## DATASET RECORDS
▬▬▬▬▬▬▬▬▬▬
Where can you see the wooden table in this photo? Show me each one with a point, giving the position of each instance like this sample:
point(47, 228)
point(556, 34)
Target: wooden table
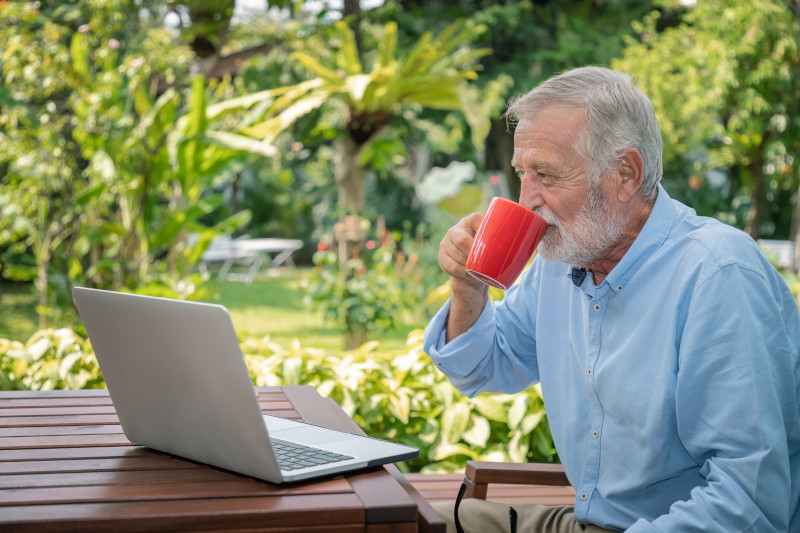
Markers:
point(65, 465)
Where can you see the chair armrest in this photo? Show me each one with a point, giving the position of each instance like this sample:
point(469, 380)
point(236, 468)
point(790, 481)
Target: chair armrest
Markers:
point(478, 475)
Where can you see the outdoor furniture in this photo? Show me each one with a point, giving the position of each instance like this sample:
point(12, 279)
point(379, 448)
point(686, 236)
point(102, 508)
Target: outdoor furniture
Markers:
point(65, 465)
point(508, 483)
point(247, 252)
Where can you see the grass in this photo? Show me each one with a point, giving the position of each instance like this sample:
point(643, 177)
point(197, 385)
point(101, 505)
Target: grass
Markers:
point(18, 318)
point(273, 305)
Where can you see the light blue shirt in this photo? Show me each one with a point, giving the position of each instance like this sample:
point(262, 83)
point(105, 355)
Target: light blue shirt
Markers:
point(671, 388)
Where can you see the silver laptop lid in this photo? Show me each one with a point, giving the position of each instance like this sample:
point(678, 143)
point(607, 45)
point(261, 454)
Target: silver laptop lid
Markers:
point(155, 352)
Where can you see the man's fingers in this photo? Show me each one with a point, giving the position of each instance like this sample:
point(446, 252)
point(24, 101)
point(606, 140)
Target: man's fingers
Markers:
point(455, 246)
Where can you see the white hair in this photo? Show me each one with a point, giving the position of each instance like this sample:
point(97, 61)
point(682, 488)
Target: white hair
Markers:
point(618, 116)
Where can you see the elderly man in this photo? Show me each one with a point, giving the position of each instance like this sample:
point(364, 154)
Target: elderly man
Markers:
point(665, 343)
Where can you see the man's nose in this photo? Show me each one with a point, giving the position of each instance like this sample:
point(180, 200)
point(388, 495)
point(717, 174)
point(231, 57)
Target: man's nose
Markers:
point(530, 194)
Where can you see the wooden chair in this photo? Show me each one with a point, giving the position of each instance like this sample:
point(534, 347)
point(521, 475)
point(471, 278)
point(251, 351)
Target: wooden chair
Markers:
point(478, 475)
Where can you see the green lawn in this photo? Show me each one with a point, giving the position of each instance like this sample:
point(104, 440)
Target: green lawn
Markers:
point(18, 319)
point(272, 305)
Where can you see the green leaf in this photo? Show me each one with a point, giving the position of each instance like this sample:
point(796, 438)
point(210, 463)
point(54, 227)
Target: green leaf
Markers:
point(489, 408)
point(316, 67)
point(479, 433)
point(454, 422)
point(347, 57)
point(79, 54)
point(241, 143)
point(388, 45)
point(400, 406)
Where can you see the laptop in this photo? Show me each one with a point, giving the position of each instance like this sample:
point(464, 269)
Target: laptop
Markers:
point(179, 383)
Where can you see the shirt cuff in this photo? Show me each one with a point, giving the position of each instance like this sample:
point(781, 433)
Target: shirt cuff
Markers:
point(460, 357)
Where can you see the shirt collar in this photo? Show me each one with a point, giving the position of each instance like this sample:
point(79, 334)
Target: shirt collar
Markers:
point(653, 234)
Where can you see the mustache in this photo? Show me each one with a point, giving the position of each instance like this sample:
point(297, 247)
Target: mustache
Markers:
point(547, 215)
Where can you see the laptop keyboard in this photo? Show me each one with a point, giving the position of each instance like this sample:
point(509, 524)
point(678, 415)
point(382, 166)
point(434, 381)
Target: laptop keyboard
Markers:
point(292, 456)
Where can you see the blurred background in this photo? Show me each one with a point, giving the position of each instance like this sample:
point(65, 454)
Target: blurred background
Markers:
point(153, 146)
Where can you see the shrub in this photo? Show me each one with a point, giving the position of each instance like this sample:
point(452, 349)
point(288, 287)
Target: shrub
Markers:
point(396, 396)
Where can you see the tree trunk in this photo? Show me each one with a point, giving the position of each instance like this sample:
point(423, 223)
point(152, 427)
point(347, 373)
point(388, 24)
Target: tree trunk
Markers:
point(349, 175)
point(43, 283)
point(758, 201)
point(353, 338)
point(352, 8)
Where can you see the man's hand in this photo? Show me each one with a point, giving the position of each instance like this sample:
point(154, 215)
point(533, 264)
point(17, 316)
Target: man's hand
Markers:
point(468, 294)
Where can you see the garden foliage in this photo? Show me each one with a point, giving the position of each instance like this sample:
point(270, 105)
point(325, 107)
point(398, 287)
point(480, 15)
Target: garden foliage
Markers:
point(397, 396)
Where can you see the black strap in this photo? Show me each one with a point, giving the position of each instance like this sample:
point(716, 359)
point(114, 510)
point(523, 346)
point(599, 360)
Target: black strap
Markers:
point(461, 492)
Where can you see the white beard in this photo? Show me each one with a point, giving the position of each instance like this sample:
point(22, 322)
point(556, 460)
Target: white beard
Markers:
point(596, 228)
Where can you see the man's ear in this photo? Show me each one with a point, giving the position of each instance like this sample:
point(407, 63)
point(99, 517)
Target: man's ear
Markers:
point(631, 173)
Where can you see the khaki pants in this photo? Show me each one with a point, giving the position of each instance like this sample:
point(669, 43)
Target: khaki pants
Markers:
point(480, 516)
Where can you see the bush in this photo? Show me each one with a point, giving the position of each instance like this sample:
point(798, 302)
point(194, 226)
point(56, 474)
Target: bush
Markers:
point(396, 396)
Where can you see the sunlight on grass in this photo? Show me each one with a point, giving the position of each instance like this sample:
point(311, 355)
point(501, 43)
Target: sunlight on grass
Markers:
point(272, 305)
point(18, 319)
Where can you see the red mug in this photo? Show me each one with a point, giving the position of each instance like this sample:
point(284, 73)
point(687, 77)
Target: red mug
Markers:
point(506, 239)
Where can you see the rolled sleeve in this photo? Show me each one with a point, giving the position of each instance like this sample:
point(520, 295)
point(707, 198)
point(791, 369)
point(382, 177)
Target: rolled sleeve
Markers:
point(463, 358)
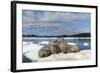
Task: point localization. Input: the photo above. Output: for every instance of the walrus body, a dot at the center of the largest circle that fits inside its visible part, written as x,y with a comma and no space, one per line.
56,47
44,51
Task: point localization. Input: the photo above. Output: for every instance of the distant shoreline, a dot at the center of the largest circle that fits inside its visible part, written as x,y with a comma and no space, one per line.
57,37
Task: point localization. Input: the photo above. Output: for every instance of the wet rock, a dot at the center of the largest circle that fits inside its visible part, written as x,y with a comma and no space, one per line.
54,47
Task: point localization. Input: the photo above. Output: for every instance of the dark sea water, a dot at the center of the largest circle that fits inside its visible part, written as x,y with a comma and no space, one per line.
82,43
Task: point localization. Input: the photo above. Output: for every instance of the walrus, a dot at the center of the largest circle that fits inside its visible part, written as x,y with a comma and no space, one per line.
47,50
54,47
44,51
72,48
67,48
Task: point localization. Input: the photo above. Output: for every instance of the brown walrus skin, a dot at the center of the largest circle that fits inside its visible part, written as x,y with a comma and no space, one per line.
44,51
56,47
47,50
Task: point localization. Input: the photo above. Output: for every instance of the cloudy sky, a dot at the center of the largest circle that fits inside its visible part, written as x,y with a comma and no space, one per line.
52,23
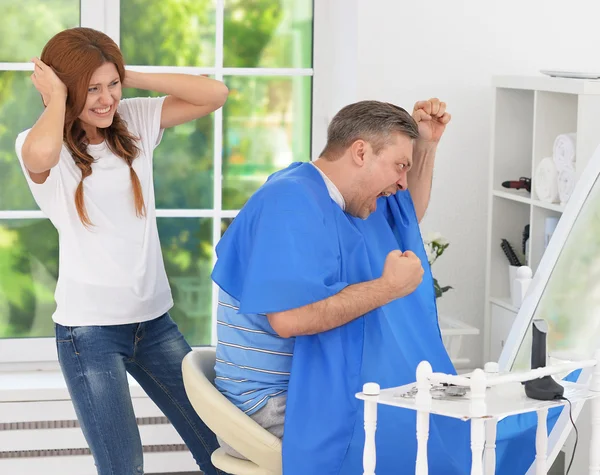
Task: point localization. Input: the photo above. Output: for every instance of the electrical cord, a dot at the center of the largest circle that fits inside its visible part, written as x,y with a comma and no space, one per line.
562,398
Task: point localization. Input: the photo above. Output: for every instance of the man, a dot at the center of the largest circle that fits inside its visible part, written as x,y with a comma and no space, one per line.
325,286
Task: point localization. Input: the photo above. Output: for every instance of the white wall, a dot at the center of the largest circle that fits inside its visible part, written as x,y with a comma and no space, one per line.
407,51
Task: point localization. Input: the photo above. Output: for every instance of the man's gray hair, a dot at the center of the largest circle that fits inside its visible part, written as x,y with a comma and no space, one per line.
372,121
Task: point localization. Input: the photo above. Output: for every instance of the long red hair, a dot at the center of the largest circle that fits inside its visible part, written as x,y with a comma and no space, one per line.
75,54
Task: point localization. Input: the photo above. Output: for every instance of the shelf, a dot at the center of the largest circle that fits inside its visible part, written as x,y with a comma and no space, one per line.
504,302
500,401
548,84
520,198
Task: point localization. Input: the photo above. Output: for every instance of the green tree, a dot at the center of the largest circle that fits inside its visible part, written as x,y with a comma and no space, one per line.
153,32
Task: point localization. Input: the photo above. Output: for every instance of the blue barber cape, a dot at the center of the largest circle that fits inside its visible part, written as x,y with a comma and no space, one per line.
292,245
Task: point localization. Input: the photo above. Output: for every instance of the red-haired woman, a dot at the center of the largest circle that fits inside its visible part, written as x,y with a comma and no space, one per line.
88,162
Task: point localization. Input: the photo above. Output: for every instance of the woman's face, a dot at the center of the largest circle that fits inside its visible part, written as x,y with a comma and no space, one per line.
104,94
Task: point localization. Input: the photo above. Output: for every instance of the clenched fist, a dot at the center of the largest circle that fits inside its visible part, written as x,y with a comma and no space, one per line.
402,273
47,82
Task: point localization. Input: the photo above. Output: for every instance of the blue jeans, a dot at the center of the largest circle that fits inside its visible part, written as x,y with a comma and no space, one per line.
95,361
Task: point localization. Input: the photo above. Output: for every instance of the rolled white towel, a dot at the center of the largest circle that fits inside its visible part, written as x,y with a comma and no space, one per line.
545,181
563,152
566,185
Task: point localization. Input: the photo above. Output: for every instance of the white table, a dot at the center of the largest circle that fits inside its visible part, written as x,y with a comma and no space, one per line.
490,397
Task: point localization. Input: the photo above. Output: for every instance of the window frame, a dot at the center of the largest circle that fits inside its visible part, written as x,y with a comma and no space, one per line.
104,15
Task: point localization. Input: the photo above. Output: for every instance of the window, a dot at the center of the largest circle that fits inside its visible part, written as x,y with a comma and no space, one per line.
204,170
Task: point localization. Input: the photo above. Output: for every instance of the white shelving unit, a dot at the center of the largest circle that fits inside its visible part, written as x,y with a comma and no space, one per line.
529,113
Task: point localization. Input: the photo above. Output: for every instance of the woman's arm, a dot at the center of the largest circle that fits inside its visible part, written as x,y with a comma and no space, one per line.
41,149
189,97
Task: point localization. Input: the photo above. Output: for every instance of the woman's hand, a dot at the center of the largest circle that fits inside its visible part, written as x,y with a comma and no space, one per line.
47,82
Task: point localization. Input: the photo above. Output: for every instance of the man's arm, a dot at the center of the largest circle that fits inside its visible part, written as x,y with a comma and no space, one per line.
402,274
420,176
431,117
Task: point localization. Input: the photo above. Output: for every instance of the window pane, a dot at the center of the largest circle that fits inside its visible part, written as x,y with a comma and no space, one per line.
268,33
28,273
266,126
168,32
187,251
20,106
183,163
225,223
26,26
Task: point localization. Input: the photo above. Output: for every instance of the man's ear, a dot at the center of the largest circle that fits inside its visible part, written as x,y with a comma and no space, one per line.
358,149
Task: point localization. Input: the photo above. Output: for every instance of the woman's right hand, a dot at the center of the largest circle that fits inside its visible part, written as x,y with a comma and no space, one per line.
47,82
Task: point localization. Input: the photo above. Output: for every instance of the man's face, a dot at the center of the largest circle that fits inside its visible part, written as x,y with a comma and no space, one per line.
382,174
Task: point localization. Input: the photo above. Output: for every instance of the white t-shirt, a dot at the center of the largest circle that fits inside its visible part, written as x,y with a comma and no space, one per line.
112,272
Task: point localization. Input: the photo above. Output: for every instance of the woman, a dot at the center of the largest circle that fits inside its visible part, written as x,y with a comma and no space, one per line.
88,162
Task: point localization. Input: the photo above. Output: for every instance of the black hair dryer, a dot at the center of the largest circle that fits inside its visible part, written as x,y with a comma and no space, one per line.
544,389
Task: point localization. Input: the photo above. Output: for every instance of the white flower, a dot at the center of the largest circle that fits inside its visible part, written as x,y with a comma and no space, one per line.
431,254
433,237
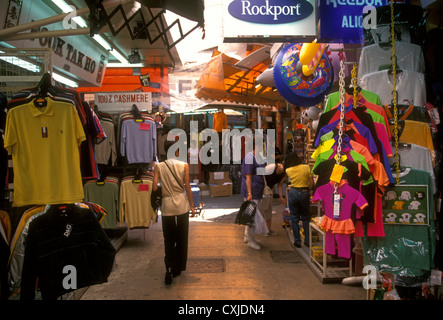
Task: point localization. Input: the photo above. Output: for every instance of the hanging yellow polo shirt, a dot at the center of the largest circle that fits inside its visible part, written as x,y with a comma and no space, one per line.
44,144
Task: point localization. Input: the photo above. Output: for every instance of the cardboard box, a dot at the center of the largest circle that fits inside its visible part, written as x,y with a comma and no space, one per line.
219,184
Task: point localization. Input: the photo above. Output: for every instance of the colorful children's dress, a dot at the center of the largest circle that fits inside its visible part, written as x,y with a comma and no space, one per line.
338,231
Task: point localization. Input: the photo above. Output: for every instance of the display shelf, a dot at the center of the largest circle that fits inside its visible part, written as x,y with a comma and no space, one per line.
326,266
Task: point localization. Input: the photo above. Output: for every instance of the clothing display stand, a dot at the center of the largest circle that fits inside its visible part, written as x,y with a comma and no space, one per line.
408,203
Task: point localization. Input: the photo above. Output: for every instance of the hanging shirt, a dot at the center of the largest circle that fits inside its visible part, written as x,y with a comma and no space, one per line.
135,203
375,58
139,141
106,194
219,122
334,98
375,110
106,151
44,144
410,86
415,132
408,112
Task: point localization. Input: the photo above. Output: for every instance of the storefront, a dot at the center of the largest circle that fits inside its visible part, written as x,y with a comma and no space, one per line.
322,74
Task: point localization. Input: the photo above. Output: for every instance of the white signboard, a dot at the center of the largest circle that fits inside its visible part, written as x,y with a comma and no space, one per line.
251,18
117,102
76,56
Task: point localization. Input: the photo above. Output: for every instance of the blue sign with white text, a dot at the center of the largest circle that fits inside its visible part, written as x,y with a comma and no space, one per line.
270,11
341,21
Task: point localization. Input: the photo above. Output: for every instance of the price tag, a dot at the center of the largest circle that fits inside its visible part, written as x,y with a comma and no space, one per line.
144,126
44,132
337,205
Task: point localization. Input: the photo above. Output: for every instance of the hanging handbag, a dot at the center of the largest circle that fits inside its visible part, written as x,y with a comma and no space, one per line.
156,196
174,176
246,213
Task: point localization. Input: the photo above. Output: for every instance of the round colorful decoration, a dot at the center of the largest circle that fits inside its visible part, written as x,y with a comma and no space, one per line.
293,85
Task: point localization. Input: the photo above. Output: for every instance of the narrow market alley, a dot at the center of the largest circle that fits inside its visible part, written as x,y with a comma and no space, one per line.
220,265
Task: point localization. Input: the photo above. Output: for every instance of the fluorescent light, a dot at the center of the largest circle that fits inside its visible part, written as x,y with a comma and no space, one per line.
80,21
20,63
64,80
124,65
63,6
102,41
119,57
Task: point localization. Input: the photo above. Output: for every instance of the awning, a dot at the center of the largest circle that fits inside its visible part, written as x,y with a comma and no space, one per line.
226,79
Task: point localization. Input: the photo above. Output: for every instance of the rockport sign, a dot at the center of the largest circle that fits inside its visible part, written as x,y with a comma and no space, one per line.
249,19
270,12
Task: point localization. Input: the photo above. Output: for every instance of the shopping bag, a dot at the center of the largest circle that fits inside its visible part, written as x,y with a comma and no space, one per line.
285,218
246,213
259,226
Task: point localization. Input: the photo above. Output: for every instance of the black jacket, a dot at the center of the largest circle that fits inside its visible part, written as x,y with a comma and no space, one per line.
67,235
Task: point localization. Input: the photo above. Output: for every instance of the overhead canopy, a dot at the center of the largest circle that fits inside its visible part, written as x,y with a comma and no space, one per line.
232,80
190,9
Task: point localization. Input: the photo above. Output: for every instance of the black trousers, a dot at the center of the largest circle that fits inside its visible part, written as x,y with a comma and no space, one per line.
175,234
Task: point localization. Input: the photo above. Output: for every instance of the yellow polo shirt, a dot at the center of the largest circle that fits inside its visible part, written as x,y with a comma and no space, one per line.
44,143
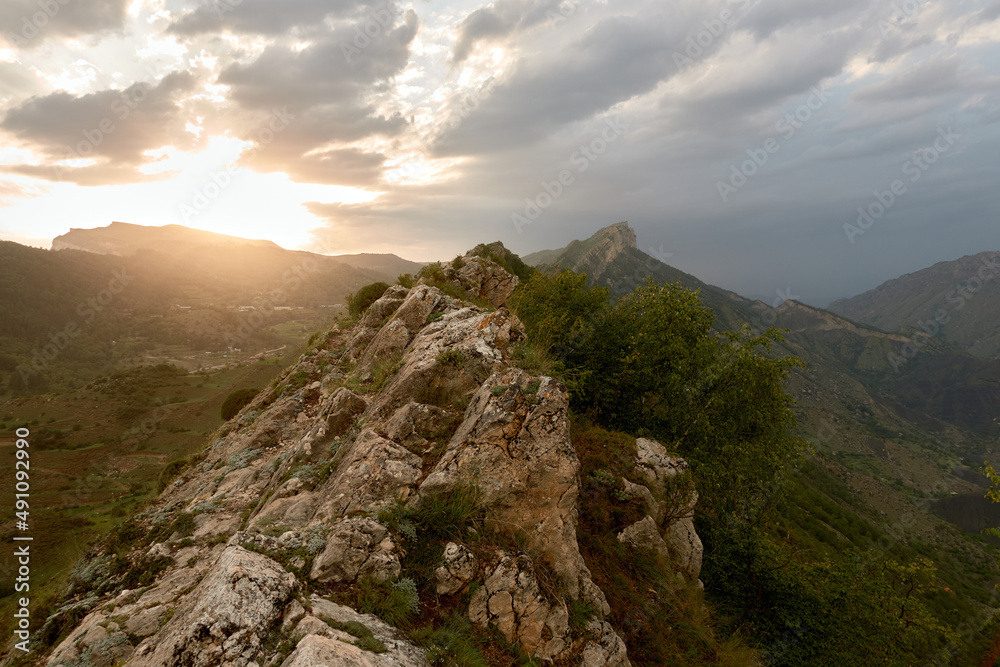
▬▬▬▬▬▬▬▬▬▬
## ASSIGNMENT
Select the lines in this material that hold the word "shrub", leaving none out.

## WRITTEN RESPONSE
Where can you see the shrub in this photo? Show me each one with a point, giving the position of each instance like this sample:
Target: shrub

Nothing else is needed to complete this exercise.